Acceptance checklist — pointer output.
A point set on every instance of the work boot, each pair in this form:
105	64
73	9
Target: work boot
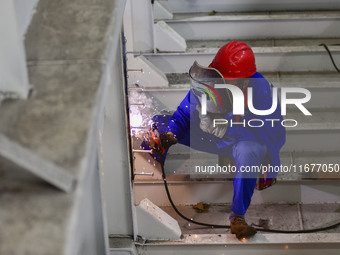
241	229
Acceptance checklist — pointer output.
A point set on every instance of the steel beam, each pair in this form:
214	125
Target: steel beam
257	26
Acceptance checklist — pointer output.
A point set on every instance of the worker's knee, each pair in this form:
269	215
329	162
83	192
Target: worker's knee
249	152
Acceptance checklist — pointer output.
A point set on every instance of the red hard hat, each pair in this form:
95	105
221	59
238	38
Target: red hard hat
235	60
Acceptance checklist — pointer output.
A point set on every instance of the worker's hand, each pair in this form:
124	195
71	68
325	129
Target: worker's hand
167	140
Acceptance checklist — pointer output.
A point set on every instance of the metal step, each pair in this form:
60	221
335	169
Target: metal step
188	192
268	59
297	165
324	87
311	244
208	45
266	25
203	240
187	6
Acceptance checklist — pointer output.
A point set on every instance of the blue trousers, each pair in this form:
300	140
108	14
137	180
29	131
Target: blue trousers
244	153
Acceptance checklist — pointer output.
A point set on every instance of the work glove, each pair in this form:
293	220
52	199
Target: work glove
207	124
159	144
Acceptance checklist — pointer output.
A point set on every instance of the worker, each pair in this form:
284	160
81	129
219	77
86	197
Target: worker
246	145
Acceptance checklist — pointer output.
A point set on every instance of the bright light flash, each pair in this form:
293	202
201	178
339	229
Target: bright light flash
136	120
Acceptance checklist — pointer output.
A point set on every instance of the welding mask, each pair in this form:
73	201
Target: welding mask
203	81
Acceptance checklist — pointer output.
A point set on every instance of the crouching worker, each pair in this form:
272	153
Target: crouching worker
248	139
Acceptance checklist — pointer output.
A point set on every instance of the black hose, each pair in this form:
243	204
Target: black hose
330	55
227	226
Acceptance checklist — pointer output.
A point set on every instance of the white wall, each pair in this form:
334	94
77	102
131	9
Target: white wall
24	11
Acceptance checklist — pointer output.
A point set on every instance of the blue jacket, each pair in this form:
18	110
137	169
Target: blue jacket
186	120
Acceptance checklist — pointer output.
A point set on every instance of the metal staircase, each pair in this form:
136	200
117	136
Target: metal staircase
285	37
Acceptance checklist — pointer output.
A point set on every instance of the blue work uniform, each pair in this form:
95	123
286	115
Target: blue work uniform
245	145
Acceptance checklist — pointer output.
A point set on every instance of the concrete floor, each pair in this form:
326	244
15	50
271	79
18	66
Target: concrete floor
280	216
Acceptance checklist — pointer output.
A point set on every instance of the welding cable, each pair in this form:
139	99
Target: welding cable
228	226
330	55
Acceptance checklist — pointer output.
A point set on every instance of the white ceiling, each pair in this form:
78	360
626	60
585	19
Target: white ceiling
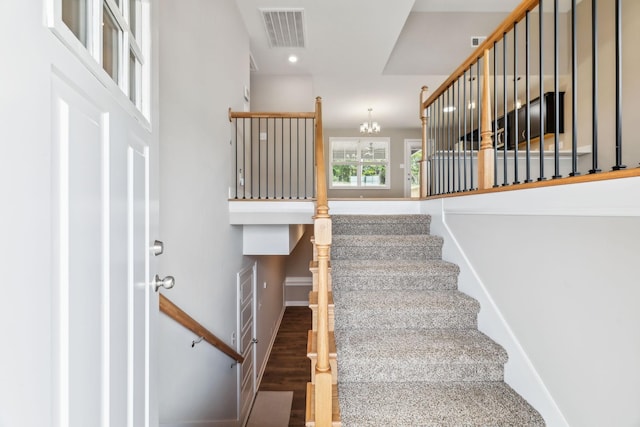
374	53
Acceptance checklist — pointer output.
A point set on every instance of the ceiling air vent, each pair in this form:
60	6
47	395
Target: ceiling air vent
285	27
477	40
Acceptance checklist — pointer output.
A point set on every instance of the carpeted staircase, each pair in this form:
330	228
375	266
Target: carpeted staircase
409	351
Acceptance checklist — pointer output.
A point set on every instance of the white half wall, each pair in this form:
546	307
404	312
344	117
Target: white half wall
555	272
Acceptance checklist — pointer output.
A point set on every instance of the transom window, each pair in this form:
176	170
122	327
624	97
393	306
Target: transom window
110	36
358	163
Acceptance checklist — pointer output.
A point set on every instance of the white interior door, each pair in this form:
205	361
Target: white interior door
246	343
103	308
412	157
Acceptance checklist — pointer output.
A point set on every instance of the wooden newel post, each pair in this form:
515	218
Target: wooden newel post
486	155
424	160
322	238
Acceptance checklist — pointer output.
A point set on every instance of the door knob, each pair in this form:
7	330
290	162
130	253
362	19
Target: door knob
167	282
157	247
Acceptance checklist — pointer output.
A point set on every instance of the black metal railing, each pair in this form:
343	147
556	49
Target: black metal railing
273	154
551	120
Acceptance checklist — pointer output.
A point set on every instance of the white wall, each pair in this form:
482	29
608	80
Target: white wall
204	67
556	272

◆ Stated problem
Find each line in the listing that contains the string "transom" and copy those lines out, matching case exactly.

◆ The completed task
A point set on every instance of the transom window, each pair in this form:
Target: transom window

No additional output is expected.